**Quoted text**.
- Also known as: Annyeongbada
- Origin: South Korea
- Genres: Rock, K-Pop, Indie
- Years active: 2007–present
- Label: Cosmic Music Lab
- Members: Namu (Tree Kim) Woo Myung-jae Woo Sun-jae
- Past members: Dae-hyun Jun-hyuk

= Bye Bye Sea =

South Korean band

byebyesea (Annyeongbada) (안녕바다), meaning 'goodbye sea', is a famous Korean pop band. They debuted in 2009 under Fluxus Music.

==History==
Band byebyesea, Annyeongbada first formed as an indie band in 2006 as "I Cross the Sea With You" (난그대와바다를가르네), active in the Hongdae area of Seoul. They renamed the group byebyesea (Annyeongbada) in May 2007, and in March 2008 they signed with Fluxus Music. In 2009, before their official debut in December, the group made two cameos on the TV-dramas I Am Legend and Playful Kiss. They have performed at many rock music festivals throughout Korea like Green Plugged Festival, Beautiful Mint Life, and Pentaport Rock Festival.

Star Shower (별빛이 내린다) was a song that really pulled Annyeongbada into the spotlight. Being performed and featured in many TV programs, the song is still used today on variety shows and CFs for its unique melody that gives the feeling of being star struck.

**Source material**.
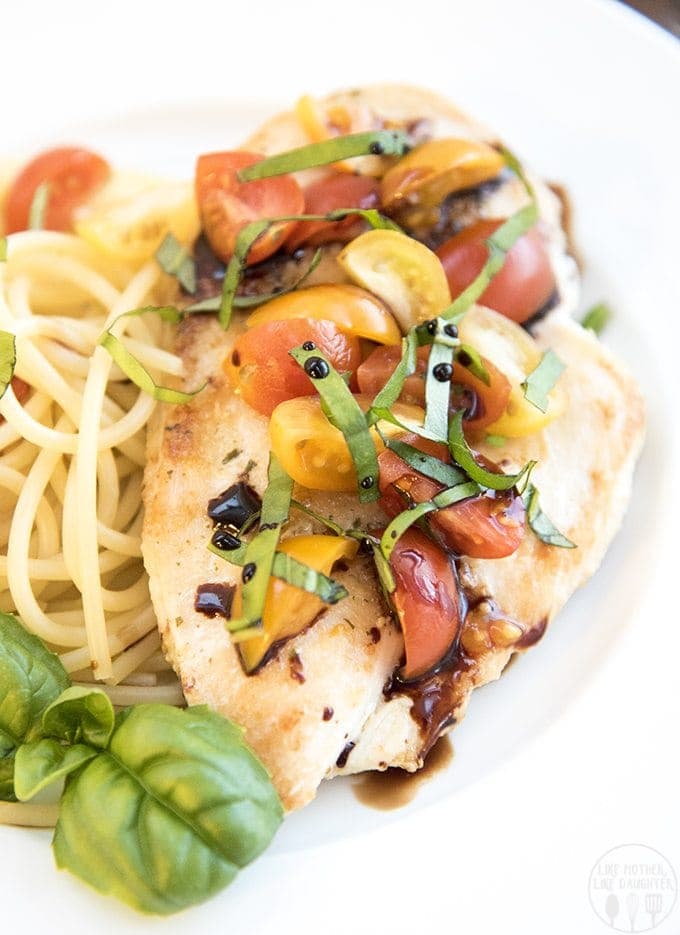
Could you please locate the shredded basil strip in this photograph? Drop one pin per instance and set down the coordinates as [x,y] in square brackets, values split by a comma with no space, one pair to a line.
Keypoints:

**Do this**. Copy the entire text about the band Bye Bye Sea from above, word for word.

**Complete response**.
- Also known as: Annyeongbada
- Origin: South Korea
- Genres: Rock, K-Pop, Indie
- Years active: 2007–present
- Label: Cosmic Music Lab
- Members: Namu (Tree Kim) Woo Myung-jae Woo Sun-jae
- Past members: Dae-hyun Jun-hyuk

= Bye Bye Sea =

South Korean band

byebyesea (Annyeongbada) (안녕바다), meaning 'goodbye sea', is a famous Korean pop band. They debuted in 2009 under Fluxus Music.

==History==
Band byebyesea, Annyeongbada first formed as an indie band in 2006 as "I Cross the Sea With You" (난그대와바다를가르네), active in the Hongdae area of Seoul. They renamed the group byebyesea (Annyeongbada) in May 2007, and in March 2008 they signed with Fluxus Music. In 2009, before their official debut in December, the group made two cameos on the TV-dramas I Am Legend and Playful Kiss. They have performed at many rock music festivals throughout Korea like Green Plugged Festival, Beautiful Mint Life, and Pentaport Rock Festival.

Star Shower (별빛이 내린다) was a song that really pulled Annyeongbada into the spotlight. Being performed and featured in many TV programs, the song is still used today on variety shows and CFs for its unique melody that gives the feeling of being star struck.